EXERCISE DESCRIPTION » Reproduce every line below, requests included, and scale each point coordinate in the answers by 2.6. Round each result to a whole number, rounding halves up.

SUPPLIED MATERIAL »
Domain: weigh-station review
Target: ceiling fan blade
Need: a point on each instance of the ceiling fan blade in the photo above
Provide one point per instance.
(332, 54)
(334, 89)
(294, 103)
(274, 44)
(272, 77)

WRITTEN REPLY »
Domain: weigh-station review
Target: ceiling fan blade
Need: a point on each instance of the ceiling fan blade in the photo above
Provide one point per instance.
(863, 140)
(868, 231)
(764, 268)
(712, 114)
(707, 200)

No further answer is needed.